▶ **Given passage**
= = = =

From the very first series of This Is Your Life on ITV we had wanted to tell the story of the unknown youngster from Bridgetown who became the best player in the history of cricket. A brilliant all-rounder who went on to play in a record 93 Test matches, captain his country a record 39 times, score 8,032 Test runs, take 235 Test wickets and notch up the world record for the highest Test innings... 365 not out in Sabina Park, Jamaica, in 1957.
It was frustrating that our seasons on air never coincided with his in this country. When we wanted him he was always in the air travelling the world, breaking all those records. We had almost given up hope. Then in April 1975, as we neared the end of our own series, we heard that the newly-honoured Sir Garfield was coming to London, and that on his itinerary was a reception at the Barbados High Commission to celebrate his knighthood.
After contacting Gary's Australian-born wife, Prudence, for the go ahead, we went to see Mr Cameron Tudor, the High Commissioner for Barbados, at his office in Belgravia.

= = = =

▶ **Data for the task**
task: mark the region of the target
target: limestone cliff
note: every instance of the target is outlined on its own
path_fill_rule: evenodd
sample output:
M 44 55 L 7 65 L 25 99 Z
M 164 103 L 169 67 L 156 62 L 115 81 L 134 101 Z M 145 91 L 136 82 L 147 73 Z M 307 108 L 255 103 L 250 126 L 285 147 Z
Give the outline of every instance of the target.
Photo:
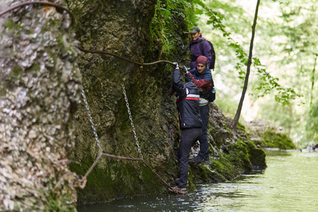
M 12 2 L 18 1 L 6 1 L 6 6 Z M 175 3 L 176 12 L 161 17 L 158 8 L 165 7 L 165 1 L 66 3 L 75 18 L 71 28 L 69 15 L 51 6 L 25 6 L 1 19 L 1 210 L 74 211 L 76 201 L 167 192 L 139 161 L 102 156 L 85 188 L 76 192 L 81 175 L 99 153 L 80 99 L 82 88 L 104 153 L 139 157 L 124 87 L 145 161 L 170 184 L 177 177 L 180 131 L 175 99 L 168 95 L 171 66 L 141 66 L 110 55 L 78 53 L 76 47 L 105 49 L 141 63 L 165 59 L 186 64 L 182 4 Z M 250 142 L 243 126 L 230 129 L 229 121 L 211 104 L 212 163 L 191 167 L 190 190 L 197 179 L 222 182 L 253 166 L 266 167 L 264 151 Z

= = = =

▶ **Goals**
1 - In the passage about Sir Garfield, where was the office of the High Commissioner for Barbados?
2 - Switch every "target" in the entry above to "object" and write the entry out again with nothing else altered, omitting the picture.
The entries have no connection to the passage about Sir Garfield.

▶ **Solved tasks**
1 - In Belgravia.

2 -
task: mark the region of the object
object: limestone cliff
note: every instance of the object is outlined on its own
path_fill_rule: evenodd
sample output:
M 44 55 L 7 65 L 25 99 Z
M 164 103 L 169 67 L 156 62 L 115 81 L 134 101 Z M 145 91 L 136 82 L 147 73 Z M 307 108 L 255 103 L 250 126 L 285 147 Z
Give the outline of every instance of the object.
Photo:
M 12 2 L 18 1 L 6 1 L 6 6 Z M 175 3 L 176 12 L 161 17 L 158 8 L 165 7 L 165 1 L 66 3 L 75 18 L 71 28 L 69 15 L 51 6 L 25 6 L 1 19 L 1 210 L 74 211 L 76 201 L 167 192 L 139 161 L 102 156 L 85 188 L 76 192 L 81 175 L 99 153 L 80 99 L 82 88 L 104 153 L 139 157 L 124 87 L 145 161 L 170 184 L 177 177 L 180 131 L 175 99 L 168 95 L 171 66 L 141 66 L 110 55 L 78 53 L 76 47 L 105 49 L 141 63 L 165 59 L 186 64 L 182 4 Z M 250 142 L 243 126 L 230 129 L 229 121 L 211 104 L 212 163 L 191 167 L 190 190 L 197 179 L 222 182 L 253 166 L 266 167 L 264 151 Z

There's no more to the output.